[ARTICLE start]
Ferrante: Zingaretti is good. His portrayal of the character of a man who no longer feels love for the woman he lives with is effective. He is in love with someone else and doesn’t have the strength or the courage or the cruelty to tell his wife that love is gone. Mario, in the book, is that, and it seems to me that he is on the screen as well. The problem is that Olga’s story is a first-person story and films always have trouble with the first person. The story of Olga is the story of an intensifying disintegration that reaches the threshold of infanticide and madness, then abruptly stops. In the vortex of her monologue the “I” pulverizes everything and everyone, especially the husband. Probably what Faenza calls the humanization of Mario indicates only the difficulty of keeping together, on the screen, the bourgeois realism of a common marital crisis and a first-person woman’s journey that is tense, anguished, borderline.
Codacci-Pisanelli: What relation did you have with the previous film, made from Troubling Love?
Ferrante: Martone sent me several drafts of the screenplay, we had a good correspondence. He invited me to see the film, but after much hesitation I decided not to. I saw it in the theater, some time after it came out, and it made a deep impression. It wasn’t, naturally, what I had “seen” when I was writing. But at times I felt that it had expanded the book by other means, approaching in an extraordinary way the reality that I had disguised or hidden in telling the story. Maybe, when one chooses a book to make a film out of, the problem isn’t to respect the structure faithfully or to violate it capriciously. The real problem, for a director, is to find solutions, the language with which to get the truth of his film from that of the book, to put them together without one ruining the other and dissipating its force.
Codacci-Pisanelli: A “hidden” author like you has of necessity to use others to get your stories to the screen. Have you ever thought of directing?
Ferrante: For a lifetime I’ve been trying to learn to tell a story with written words. It would take another to learn to do it with images.
Codacci-Pisanelli: In a recent article in la Repubblica you spoke about Madame Bovary. How much of Madame Bovary is there in Olga, the protagonist of The Days of Abandonment?
Ferrante: Bovary and Karenina are, in some way, descendants of Dido and Medea, but they have lost the obscure force that pushed those heroines of the ancient world to use infanticide or suicide as rebellion or revenge or curse. Rather, they experience the time of abandonment as a punishment for their sins. Olga, on the other hand, is an educated woman of today, influenced by the battle against the patriarchy. She knows what can happen to her and tries not to be destroyed by abandonment. Hers is the story of how she resists, of how she touches bottom and returns, of how abandonment changes her without annihilating her.
[ARTICLE end]
[DATA SUPPLIED start]
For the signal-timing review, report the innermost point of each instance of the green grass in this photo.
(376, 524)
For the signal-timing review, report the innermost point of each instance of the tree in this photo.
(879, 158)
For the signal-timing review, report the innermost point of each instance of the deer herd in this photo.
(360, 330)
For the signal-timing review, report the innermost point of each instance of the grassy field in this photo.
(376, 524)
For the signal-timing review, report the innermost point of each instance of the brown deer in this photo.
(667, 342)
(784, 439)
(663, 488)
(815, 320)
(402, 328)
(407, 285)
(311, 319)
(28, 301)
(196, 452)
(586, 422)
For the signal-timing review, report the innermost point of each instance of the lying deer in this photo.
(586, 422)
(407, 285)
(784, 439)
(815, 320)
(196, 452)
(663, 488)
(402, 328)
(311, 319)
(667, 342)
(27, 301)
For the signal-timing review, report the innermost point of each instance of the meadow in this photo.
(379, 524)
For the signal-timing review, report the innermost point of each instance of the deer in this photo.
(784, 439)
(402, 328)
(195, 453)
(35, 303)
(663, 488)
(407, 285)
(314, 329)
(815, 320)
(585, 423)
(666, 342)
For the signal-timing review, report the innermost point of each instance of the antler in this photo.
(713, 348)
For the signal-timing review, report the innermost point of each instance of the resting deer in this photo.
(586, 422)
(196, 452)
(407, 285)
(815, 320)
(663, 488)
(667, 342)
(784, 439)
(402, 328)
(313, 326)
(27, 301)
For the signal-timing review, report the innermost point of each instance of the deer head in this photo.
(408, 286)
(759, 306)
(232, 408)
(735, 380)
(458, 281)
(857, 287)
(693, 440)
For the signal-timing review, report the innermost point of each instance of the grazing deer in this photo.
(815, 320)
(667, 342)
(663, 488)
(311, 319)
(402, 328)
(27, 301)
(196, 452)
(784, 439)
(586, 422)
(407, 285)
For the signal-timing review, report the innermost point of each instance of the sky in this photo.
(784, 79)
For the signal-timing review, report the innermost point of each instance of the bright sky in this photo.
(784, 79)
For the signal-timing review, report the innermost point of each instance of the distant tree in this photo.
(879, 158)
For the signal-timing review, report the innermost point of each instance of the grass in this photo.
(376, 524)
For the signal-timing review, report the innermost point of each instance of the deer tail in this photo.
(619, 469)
[DATA SUPPLIED end]
PROBLEM SET:
a) Please transcribe the part of the interview that opens with the words containing "Ferrante: For a" and closes with "Days of Abandonment?".
b) Pick up the interview about Ferrante's novels on screen and continue it from its last line.

SOLVED TASKS:
a)
Ferrante: For a lifetime I’ve been trying to learn to tell a story with written words. It would take another to learn to do it with images.
Codacci-Pisanelli: In a recent article in la Repubblica you spoke about Madame Bovary. How much of Madame Bovary is there in Olga, the protagonist of The Days of Abandonment?

b)
Codacci-Pisanelli: Are you working on a new novel?
Ferrante: No. I’m only putting in order an old story about children, dolls, beach, and sea.
Codacci-Pisanelli: A few months ago the fires of the search for your true identity were rekindled. An analysis of the text—the same weapon that led, in Holland, to “unmasking” Marrek van der Jagt, a pseudonym of Arnon Grunberg—led a philologist to name the novelist Domenico Starnone. What effect did that have on you? Will you ever come out into the open? (I myself remain faithful to one of the final dialogues in To Kill a Mockingbird: “I think I’m beginning to understand why Boo Radley’s stayed shut up [in the house all the time] . . . it’s because he wants to stay inside.”
Ferrante: I come out into the open every time I publish something, even just the answers in this interview of yours. It seems to me sufficient. Otherwise I don’t know what there is to discover. Words that become public belong to everyone. That one attributes them to this person or that is their fate. On the other hand, doesn’t someone who reads one of my books make space in his own vocabulary for my words, doesn’t he appropriate them, if necessary doesn’t he reuse them? Books belong to those who have written them only when their cycle is complete and no one reads them anymore.
NOTE
The interview, with Angiola Codacci-Pisanelli, appeared in Espresso, September 1, 2005, under the title “Olga, la mia felice Madame Bovary” (“Olga, My Happy Madame Bovary”), on the occasion of the presentation, at the Venice Film Festival, of Roberto Faenza’s film The Days of Abandonment.
5.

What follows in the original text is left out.